Available records:
--

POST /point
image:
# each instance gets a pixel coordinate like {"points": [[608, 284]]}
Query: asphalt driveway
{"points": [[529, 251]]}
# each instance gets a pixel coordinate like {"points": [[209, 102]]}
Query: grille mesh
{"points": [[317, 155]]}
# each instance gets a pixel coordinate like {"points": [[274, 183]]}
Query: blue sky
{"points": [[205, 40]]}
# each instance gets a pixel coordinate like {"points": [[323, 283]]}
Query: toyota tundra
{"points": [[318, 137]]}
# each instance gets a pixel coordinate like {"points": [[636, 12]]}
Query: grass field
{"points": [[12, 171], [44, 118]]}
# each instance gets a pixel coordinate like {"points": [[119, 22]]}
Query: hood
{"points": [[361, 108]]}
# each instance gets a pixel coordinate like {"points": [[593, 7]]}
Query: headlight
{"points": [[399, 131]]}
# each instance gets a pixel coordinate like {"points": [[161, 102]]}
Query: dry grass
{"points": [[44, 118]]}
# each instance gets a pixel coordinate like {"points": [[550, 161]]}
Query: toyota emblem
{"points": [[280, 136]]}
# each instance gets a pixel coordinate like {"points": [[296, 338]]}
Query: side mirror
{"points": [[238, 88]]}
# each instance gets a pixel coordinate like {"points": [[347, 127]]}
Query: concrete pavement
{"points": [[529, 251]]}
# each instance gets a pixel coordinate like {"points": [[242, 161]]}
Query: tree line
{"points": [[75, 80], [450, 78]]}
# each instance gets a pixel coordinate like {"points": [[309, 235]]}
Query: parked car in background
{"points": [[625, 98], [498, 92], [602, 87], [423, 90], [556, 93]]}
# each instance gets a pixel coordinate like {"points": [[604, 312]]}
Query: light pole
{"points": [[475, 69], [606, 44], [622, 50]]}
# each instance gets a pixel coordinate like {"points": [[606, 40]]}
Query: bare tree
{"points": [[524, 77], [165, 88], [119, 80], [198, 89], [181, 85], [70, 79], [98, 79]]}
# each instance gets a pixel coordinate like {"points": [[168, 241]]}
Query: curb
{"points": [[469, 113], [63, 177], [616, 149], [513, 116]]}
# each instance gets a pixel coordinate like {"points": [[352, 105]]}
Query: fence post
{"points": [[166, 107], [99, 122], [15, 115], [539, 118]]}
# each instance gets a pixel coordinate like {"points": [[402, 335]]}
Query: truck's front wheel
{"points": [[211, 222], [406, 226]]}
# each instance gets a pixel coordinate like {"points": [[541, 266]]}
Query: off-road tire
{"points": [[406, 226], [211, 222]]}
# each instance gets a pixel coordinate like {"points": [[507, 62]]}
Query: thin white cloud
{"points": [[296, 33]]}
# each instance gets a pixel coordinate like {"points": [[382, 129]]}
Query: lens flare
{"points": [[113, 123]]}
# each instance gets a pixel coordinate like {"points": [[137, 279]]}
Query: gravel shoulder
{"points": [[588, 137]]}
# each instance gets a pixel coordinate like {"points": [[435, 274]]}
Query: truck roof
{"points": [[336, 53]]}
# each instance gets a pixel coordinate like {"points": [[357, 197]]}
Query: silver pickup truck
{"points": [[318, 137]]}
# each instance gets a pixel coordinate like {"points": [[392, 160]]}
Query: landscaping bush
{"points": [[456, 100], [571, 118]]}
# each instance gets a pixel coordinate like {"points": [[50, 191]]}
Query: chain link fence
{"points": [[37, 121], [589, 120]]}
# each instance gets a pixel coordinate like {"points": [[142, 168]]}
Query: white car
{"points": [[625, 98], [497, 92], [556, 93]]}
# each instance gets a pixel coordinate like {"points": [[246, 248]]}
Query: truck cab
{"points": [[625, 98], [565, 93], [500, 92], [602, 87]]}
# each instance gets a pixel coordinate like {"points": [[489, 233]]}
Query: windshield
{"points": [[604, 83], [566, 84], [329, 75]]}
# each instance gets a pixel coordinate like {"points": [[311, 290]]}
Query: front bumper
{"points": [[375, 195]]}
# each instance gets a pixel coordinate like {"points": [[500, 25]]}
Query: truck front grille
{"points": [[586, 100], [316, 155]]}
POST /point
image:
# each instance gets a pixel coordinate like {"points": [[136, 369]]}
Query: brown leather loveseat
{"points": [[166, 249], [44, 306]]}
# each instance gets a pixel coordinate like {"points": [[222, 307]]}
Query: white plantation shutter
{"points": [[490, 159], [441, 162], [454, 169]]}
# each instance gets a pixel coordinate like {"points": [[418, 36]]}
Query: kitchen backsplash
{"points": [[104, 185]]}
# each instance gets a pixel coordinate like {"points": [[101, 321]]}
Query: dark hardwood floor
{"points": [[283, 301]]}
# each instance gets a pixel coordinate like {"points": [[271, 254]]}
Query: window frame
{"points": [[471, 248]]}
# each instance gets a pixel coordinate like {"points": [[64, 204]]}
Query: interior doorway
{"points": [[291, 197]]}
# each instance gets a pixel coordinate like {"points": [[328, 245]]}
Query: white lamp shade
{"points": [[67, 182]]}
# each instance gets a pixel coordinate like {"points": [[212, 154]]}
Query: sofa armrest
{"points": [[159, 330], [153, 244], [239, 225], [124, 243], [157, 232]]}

--

What to produce:
Reproduce every line above. Keep it exact.

Completed exercise:
POST /point
image:
# each instance gets a pixel coordinate like {"points": [[608, 284]]}
Query: asphalt driveway
{"points": [[529, 251]]}
# each instance gets a pixel coordinate like {"points": [[209, 102]]}
Query: grille mesh
{"points": [[317, 155]]}
# each instance gets a pixel coordinate like {"points": [[274, 183]]}
Query: blue sky
{"points": [[205, 40]]}
# each instance gets a pixel coordinate like {"points": [[323, 283]]}
Query: toyota tundra
{"points": [[318, 137]]}
# each instance gets a pixel coordinate like {"points": [[636, 12]]}
Query: grass field
{"points": [[12, 171], [44, 118]]}
# each instance gets a pixel coordinate like {"points": [[119, 22]]}
Query: hood
{"points": [[361, 108]]}
# each instance gets a pixel coordinate like {"points": [[593, 7]]}
Query: headlight
{"points": [[399, 131]]}
# each instance gets a pixel coordinate like {"points": [[161, 102]]}
Query: dry grass
{"points": [[44, 118]]}
# each instance gets a pixel coordinate like {"points": [[550, 161]]}
Query: toyota emblem
{"points": [[280, 136]]}
# each instance gets a pixel coordinate like {"points": [[296, 338]]}
Query: side mirror
{"points": [[238, 88]]}
# each instance gets a pixel coordinate like {"points": [[347, 127]]}
Query: concrete pavement
{"points": [[529, 251]]}
# each instance gets a pixel coordinate like {"points": [[242, 161]]}
Query: tree line
{"points": [[75, 80], [450, 78]]}
# each instance gets a pixel coordinate like {"points": [[309, 235]]}
Query: parked car in background
{"points": [[625, 98], [498, 92], [602, 87], [423, 90], [556, 93]]}
# each instance gets a pixel coordinate like {"points": [[604, 312]]}
Query: light pole
{"points": [[475, 69], [606, 44], [622, 50]]}
# each instance gets a pixel coordinate like {"points": [[606, 40]]}
Query: bare tree
{"points": [[524, 77], [165, 88], [119, 80], [198, 89], [181, 85], [70, 79], [98, 79]]}
# each instance gets a pixel coordinate like {"points": [[168, 241]]}
Query: curb
{"points": [[469, 113], [63, 177], [616, 149], [513, 116]]}
# each instance gets a pixel coordinate like {"points": [[352, 105]]}
Query: fence post
{"points": [[166, 107], [99, 122], [15, 115], [539, 118]]}
# each instance gets a pixel coordinate like {"points": [[402, 335]]}
Query: truck's front wheel
{"points": [[211, 222], [406, 226]]}
# each instance gets a pixel coordinate like {"points": [[541, 266]]}
Query: off-road tire
{"points": [[406, 226], [211, 222]]}
# each instance gets a pixel coordinate like {"points": [[507, 62]]}
Query: thin white cloud
{"points": [[296, 33]]}
# each instance gets a pixel coordinate like {"points": [[382, 129]]}
Query: lens flare
{"points": [[113, 123]]}
# each instance gets a pixel coordinate like {"points": [[137, 279]]}
Query: gravel shoulder
{"points": [[588, 137]]}
# each instance gets a pixel coordinate like {"points": [[435, 274]]}
Query: truck roof
{"points": [[336, 53]]}
# each instance gets a pixel coordinate like {"points": [[357, 197]]}
Query: silver pickup truck
{"points": [[318, 137]]}
# each instance gets a pixel coordinate like {"points": [[392, 160]]}
Query: landscaping bush
{"points": [[456, 100], [571, 118]]}
# each instance gets a pixel coordinate like {"points": [[50, 191]]}
Query: chain link fence
{"points": [[37, 121], [589, 120]]}
# each instance gets a pixel coordinate like {"points": [[142, 168]]}
Query: white car
{"points": [[625, 98], [497, 92], [556, 93]]}
# each instance gets a pixel coordinate like {"points": [[246, 248]]}
Query: truck cab
{"points": [[625, 98], [565, 93], [500, 92], [602, 87]]}
# each instance gets a pixel coordinate like {"points": [[489, 233]]}
Query: windshield
{"points": [[604, 83], [566, 84], [329, 75]]}
# each instance gets a pixel coordinate like {"points": [[311, 290]]}
Query: front bumper
{"points": [[375, 195]]}
# each instance gets a pixel coordinate like {"points": [[500, 25]]}
Query: truck front grille
{"points": [[586, 100], [316, 155]]}
POST /point
image:
# each instance gets a pixel coordinate like {"points": [[136, 369]]}
Query: brown leather loveseat
{"points": [[166, 249], [44, 306]]}
# each instance gets a pixel coordinate like {"points": [[222, 307]]}
Query: white plantation shutter
{"points": [[490, 159], [441, 162], [454, 169]]}
# each instance gets a pixel coordinate like {"points": [[418, 36]]}
Query: kitchen backsplash
{"points": [[104, 185]]}
# each instance gets a pixel coordinate like {"points": [[101, 321]]}
Query: dark hardwood floor
{"points": [[283, 301]]}
# each instance gets a pixel coordinate like {"points": [[271, 254]]}
Query: window frame
{"points": [[471, 248]]}
# each instance gets a pixel coordinate like {"points": [[64, 204]]}
Query: interior doorway
{"points": [[291, 197]]}
# each instance gets a pixel coordinate like {"points": [[328, 245]]}
Query: white lamp shade
{"points": [[67, 182]]}
# each instance gets a pixel coordinate like {"points": [[212, 154]]}
Query: sofa armrest
{"points": [[159, 330], [153, 244], [239, 225], [124, 243], [157, 232]]}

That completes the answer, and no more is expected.